• Work required: Can you lay out the lines of the records below as a JSON list of strings, starting at the line that contains "Would you please place a dot on the mowed" and ending at the line that contains "point(97, 312)"? Use one string per line and leave out any blank lines.

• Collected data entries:
= = = = = = =

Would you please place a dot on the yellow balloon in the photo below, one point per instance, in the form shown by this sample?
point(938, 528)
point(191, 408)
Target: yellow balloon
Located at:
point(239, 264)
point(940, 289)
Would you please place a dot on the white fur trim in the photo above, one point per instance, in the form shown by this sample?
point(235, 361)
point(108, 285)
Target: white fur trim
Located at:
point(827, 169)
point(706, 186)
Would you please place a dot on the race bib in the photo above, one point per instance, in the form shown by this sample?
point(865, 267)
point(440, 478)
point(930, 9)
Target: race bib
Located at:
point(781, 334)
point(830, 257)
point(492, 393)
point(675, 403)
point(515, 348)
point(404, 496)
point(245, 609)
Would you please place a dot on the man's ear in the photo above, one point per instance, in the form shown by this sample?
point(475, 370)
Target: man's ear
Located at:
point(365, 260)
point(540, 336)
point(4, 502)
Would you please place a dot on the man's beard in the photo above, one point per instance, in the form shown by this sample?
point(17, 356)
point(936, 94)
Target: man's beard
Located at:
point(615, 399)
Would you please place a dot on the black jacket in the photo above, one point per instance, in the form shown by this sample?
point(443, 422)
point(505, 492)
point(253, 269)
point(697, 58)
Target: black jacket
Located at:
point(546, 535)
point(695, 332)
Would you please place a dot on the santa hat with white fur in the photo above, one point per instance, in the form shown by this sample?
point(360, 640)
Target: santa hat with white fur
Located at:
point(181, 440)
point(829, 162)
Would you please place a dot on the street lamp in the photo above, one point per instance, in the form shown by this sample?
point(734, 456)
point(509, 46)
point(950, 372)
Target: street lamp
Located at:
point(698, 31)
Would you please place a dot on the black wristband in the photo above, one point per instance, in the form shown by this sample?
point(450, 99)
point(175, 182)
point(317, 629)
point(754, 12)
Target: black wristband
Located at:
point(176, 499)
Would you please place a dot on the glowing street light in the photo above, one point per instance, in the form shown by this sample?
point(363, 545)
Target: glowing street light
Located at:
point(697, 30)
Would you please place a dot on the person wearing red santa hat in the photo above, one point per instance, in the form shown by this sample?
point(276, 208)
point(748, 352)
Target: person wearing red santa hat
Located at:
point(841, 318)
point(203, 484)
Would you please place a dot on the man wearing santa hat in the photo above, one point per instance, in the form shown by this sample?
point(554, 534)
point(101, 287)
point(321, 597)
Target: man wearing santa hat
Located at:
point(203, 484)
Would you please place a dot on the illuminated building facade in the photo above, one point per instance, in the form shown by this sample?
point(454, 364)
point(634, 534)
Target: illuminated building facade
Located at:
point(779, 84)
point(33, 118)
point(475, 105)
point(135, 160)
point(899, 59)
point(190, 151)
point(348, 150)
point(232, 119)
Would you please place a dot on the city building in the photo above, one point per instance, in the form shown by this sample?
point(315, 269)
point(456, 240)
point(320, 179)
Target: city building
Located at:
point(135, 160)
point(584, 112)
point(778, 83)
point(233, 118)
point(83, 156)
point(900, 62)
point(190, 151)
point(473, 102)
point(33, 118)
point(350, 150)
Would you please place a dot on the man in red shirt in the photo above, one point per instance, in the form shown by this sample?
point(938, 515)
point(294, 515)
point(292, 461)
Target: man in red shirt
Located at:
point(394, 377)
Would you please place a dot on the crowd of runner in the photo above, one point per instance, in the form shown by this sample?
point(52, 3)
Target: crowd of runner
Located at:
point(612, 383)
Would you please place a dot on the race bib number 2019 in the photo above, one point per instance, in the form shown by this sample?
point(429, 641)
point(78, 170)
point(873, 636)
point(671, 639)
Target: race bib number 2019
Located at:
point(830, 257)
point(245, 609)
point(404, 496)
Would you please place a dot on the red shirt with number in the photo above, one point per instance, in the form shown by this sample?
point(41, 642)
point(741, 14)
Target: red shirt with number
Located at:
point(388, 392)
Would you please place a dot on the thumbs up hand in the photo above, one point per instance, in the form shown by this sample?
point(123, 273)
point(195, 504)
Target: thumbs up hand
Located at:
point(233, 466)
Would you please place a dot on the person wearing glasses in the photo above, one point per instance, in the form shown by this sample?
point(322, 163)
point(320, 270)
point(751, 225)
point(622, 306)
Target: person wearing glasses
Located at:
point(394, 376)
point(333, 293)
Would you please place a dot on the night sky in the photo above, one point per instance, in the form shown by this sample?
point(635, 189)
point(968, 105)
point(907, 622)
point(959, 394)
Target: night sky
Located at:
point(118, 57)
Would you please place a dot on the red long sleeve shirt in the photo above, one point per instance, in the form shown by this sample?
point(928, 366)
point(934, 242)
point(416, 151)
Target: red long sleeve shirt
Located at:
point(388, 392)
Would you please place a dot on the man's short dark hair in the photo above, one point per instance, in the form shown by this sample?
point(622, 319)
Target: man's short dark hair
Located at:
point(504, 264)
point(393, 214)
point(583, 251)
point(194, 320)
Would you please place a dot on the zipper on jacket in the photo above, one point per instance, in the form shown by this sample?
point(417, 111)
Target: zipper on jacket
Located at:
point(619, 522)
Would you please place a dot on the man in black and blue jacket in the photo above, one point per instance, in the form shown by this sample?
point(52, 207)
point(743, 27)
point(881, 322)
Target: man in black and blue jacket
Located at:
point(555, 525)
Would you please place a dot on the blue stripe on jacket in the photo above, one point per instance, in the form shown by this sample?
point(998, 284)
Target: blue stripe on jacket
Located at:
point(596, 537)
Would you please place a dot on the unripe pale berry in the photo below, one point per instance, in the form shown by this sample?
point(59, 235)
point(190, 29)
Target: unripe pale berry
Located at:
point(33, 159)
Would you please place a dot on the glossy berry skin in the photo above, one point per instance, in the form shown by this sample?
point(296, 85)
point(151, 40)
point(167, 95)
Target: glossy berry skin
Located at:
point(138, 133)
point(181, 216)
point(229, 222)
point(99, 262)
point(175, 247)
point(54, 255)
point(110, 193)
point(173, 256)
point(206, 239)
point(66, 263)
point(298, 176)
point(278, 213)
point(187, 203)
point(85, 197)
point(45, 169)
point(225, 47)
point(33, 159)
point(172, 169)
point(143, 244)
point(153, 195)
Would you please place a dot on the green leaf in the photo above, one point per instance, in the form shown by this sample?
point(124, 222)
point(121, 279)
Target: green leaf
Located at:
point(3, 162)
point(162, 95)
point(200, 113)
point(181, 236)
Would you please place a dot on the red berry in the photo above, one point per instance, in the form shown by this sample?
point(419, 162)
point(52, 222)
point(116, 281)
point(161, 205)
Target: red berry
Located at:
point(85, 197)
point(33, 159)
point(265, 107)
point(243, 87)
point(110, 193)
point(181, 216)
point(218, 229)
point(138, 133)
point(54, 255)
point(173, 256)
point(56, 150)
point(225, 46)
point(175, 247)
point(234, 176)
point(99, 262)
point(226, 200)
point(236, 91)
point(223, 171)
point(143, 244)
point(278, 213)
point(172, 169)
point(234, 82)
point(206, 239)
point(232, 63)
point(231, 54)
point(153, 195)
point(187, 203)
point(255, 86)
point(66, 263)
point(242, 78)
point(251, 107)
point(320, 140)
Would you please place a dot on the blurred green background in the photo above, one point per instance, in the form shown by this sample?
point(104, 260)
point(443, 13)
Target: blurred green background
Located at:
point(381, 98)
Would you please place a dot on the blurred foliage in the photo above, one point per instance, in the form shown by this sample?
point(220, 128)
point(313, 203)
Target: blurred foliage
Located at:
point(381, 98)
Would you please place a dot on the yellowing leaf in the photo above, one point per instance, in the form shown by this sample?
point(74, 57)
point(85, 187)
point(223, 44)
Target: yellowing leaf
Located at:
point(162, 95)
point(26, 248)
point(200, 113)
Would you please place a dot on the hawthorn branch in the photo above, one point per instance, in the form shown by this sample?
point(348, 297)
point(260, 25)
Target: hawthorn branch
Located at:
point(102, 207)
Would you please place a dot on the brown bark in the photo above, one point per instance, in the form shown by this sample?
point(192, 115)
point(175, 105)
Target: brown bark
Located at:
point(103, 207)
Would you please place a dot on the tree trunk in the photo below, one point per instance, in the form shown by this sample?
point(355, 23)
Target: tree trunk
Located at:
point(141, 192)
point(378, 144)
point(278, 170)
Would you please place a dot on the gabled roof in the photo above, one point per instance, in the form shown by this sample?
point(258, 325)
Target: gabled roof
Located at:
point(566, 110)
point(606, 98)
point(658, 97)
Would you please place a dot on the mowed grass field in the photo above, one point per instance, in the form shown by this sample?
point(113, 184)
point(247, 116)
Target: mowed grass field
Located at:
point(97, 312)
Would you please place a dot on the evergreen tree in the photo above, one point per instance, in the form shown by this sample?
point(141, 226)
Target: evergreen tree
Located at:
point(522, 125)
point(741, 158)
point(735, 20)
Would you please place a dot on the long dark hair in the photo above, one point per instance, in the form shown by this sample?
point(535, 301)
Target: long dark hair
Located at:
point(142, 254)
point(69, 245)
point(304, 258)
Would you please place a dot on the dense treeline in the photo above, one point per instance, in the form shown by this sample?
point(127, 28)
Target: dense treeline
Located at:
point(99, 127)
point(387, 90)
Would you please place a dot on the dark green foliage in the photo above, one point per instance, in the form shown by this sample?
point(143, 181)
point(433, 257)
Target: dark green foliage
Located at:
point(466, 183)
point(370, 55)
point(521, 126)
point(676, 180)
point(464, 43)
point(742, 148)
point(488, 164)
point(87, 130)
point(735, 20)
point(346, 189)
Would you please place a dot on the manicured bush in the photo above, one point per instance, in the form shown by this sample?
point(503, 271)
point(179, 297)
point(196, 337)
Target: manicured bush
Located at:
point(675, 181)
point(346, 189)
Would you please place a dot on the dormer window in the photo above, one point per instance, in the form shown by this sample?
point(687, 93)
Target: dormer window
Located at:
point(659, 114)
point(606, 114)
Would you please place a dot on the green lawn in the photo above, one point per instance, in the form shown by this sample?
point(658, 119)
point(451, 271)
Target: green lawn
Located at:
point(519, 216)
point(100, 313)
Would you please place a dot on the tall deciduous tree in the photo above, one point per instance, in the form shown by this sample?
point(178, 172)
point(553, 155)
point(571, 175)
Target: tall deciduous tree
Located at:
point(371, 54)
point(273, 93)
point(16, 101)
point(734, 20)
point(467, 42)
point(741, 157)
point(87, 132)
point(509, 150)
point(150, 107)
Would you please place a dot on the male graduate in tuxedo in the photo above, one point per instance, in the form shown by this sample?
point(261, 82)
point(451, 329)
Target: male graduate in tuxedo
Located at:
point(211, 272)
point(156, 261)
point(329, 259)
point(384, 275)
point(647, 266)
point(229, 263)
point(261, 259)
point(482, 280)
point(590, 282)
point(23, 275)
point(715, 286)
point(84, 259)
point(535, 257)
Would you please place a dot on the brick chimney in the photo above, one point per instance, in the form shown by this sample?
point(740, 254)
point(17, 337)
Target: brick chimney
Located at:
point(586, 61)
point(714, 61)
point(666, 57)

= = = = = = =

• Result of the exercise:
[
  "Would you please place a dot on the mowed grass field in the photo above, one point per instance, in the form shown by this sample?",
  "point(113, 184)",
  "point(247, 116)",
  "Target: mowed grass field",
  "Located at:",
  "point(97, 312)"
]